Only the lines from the start of the material through the line containing "Target: koala's nose" are to be extracted, exactly as they appear.

········

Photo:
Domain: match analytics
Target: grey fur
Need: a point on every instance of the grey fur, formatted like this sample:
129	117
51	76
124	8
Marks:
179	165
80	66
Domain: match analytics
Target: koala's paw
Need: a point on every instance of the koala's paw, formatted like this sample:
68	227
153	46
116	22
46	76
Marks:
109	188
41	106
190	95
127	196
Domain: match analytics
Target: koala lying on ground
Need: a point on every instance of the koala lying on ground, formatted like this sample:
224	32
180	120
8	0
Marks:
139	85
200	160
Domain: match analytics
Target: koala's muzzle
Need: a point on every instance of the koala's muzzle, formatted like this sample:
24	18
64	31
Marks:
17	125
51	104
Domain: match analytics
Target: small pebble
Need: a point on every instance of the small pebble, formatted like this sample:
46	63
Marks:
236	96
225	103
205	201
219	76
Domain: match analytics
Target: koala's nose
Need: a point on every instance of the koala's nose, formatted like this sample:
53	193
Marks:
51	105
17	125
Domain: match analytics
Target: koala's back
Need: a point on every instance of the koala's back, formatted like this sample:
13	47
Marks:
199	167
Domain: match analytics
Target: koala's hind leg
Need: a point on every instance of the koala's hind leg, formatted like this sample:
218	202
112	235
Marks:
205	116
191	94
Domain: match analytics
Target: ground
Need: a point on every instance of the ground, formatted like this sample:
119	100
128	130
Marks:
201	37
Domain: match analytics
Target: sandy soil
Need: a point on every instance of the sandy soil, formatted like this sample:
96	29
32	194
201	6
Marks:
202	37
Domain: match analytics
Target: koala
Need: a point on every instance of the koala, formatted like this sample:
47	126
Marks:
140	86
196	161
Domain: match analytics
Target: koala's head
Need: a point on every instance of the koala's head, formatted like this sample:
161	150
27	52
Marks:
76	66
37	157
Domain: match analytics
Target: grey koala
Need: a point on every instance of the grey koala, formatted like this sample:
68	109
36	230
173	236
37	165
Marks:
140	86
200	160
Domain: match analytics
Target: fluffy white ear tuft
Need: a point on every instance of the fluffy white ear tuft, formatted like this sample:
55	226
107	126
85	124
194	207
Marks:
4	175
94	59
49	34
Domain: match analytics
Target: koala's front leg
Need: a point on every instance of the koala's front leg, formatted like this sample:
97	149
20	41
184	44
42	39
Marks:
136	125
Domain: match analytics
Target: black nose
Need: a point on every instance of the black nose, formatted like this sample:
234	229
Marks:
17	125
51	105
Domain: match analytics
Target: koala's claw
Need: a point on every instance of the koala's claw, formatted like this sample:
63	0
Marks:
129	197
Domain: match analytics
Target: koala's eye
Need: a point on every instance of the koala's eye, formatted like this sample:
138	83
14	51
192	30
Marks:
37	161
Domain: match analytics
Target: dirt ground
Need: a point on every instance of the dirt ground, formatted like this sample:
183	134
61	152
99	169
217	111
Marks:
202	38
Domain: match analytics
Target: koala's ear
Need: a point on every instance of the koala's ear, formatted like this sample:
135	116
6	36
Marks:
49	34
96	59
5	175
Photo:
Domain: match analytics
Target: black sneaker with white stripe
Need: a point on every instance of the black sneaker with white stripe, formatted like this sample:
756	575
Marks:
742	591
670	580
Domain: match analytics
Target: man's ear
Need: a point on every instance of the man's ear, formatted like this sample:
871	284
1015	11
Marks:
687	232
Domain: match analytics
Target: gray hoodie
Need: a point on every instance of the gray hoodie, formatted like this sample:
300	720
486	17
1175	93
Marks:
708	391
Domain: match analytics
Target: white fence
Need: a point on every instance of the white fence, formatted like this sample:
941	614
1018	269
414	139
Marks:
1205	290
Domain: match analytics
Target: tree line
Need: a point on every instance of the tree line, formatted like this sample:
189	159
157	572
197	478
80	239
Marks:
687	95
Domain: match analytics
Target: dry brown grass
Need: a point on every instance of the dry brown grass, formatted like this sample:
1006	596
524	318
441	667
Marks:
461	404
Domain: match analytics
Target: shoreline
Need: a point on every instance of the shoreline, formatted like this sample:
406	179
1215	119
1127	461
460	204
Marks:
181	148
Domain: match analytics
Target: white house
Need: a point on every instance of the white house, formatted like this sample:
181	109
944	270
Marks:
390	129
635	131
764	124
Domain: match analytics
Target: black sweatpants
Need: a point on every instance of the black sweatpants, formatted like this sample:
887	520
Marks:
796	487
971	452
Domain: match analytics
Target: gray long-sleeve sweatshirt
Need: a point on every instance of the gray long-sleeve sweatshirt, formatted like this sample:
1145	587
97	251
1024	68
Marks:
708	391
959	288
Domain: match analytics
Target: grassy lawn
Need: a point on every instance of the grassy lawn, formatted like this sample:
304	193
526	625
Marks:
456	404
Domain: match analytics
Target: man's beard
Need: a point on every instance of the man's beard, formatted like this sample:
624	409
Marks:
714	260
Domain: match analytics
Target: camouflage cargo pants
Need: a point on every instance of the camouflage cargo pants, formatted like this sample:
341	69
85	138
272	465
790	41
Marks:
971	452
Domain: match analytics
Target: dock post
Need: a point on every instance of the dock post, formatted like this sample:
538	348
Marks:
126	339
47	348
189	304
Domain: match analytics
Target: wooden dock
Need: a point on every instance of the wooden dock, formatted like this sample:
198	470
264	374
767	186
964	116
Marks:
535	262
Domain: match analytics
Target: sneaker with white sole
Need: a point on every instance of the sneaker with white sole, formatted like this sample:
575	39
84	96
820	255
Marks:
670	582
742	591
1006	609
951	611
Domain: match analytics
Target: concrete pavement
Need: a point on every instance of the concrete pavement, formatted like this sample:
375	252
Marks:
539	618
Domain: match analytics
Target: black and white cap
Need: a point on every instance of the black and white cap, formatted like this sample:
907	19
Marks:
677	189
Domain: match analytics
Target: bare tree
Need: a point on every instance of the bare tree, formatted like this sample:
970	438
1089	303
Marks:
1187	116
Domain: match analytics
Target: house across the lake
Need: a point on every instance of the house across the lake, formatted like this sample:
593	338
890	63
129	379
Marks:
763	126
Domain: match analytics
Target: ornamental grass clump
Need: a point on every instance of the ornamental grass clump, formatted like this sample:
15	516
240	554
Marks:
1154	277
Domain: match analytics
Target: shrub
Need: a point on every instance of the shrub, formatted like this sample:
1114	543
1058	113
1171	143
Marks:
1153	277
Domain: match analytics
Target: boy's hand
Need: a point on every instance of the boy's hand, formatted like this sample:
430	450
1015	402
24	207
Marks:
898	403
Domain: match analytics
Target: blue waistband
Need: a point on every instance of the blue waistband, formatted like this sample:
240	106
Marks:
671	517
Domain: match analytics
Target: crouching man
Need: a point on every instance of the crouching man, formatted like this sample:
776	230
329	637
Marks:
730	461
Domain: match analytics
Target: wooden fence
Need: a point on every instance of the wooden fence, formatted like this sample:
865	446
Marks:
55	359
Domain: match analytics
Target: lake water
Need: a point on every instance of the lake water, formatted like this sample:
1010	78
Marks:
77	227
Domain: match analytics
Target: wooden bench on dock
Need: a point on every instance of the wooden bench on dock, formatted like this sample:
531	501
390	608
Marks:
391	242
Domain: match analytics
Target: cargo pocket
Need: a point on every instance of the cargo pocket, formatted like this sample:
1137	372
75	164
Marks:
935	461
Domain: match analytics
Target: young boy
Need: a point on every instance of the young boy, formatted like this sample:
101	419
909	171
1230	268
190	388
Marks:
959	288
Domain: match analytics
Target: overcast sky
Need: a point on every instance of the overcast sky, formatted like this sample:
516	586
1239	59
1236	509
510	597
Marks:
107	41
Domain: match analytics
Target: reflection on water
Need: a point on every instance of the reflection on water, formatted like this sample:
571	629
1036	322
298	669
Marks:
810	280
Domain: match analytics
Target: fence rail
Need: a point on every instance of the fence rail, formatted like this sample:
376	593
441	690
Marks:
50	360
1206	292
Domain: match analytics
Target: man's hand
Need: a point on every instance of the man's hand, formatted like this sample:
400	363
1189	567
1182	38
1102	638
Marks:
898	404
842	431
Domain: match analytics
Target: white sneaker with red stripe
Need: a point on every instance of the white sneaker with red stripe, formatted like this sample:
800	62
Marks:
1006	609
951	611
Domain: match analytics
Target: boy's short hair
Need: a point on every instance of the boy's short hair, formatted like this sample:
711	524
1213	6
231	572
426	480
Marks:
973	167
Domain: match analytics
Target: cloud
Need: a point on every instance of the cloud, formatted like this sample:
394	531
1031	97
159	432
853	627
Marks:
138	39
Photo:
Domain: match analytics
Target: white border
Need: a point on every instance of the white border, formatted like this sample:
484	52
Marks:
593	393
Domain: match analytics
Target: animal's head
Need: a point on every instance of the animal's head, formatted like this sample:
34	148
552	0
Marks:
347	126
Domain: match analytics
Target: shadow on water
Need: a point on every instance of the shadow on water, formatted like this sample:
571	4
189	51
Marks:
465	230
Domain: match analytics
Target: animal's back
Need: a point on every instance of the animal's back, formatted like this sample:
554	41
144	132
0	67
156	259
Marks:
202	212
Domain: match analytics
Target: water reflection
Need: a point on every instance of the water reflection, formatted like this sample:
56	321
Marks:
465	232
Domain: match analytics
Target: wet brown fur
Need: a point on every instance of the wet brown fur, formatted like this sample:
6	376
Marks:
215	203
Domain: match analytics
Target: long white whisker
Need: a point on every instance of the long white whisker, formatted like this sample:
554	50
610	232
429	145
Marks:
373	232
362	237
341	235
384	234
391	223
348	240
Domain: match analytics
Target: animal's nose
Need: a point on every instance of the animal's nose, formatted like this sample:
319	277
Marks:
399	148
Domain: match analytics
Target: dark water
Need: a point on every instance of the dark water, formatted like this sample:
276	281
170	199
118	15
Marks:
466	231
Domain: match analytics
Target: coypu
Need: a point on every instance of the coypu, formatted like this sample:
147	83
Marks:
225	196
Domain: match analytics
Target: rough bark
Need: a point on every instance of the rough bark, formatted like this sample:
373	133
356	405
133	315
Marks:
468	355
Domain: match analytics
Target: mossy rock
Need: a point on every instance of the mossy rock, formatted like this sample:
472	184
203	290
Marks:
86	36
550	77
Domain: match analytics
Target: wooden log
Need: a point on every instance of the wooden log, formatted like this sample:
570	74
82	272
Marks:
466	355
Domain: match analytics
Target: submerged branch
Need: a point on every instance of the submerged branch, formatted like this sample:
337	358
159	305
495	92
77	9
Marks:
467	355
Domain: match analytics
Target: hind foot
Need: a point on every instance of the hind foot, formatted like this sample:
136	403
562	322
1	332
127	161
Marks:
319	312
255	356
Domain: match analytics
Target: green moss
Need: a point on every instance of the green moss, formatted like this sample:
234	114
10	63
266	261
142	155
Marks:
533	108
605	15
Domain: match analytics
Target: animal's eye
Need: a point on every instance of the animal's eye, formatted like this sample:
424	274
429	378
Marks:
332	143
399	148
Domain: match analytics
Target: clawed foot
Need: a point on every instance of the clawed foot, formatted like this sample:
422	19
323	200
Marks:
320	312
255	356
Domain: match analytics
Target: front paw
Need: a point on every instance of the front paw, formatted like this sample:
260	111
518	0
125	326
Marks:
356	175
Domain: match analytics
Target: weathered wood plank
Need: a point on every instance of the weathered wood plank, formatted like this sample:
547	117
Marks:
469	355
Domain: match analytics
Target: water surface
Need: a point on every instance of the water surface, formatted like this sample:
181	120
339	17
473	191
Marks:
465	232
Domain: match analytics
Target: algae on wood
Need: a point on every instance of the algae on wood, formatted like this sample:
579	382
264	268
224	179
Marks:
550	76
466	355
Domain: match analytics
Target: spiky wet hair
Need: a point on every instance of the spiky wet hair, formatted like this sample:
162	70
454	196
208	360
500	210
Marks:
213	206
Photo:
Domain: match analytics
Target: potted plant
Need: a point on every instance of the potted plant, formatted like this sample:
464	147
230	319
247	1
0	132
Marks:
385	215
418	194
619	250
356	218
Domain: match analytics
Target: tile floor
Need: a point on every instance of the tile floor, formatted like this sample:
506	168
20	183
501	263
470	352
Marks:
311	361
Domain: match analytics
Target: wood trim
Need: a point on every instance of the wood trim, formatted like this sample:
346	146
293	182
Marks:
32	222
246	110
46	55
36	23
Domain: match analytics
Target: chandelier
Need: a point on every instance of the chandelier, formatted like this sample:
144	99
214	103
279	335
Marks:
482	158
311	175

········

* RESPONSE TO THIS EXERCISE
Photo:
Domain: match analytics
Target: grey fur
Need: a point on every instance of the grey fur, formatted like this sample:
129	117
51	76
124	8
Marks:
179	165
80	66
Domain: match analytics
Target: koala's paw
Need: a point on every instance of the koala's paw, formatted like this sample:
68	227
153	46
116	22
46	76
Marks:
109	188
41	106
190	95
127	196
Domain: match analytics
Target: koala lying on ground
Need: a point on every instance of the koala lying on ground, formatted like this sample:
224	32
180	120
8	0
Marks:
139	85
200	160
Domain: match analytics
Target: koala's muzzle
Need: a point on every instance of the koala's muzzle, formatted like this sample:
24	18
64	31
Marks:
17	125
51	104
Domain: match analytics
Target: small pebble
Need: a point on every instance of the small pebble, formatted like this sample:
46	63
Marks:
236	96
225	103
205	201
219	76
Domain: match analytics
Target: koala's nose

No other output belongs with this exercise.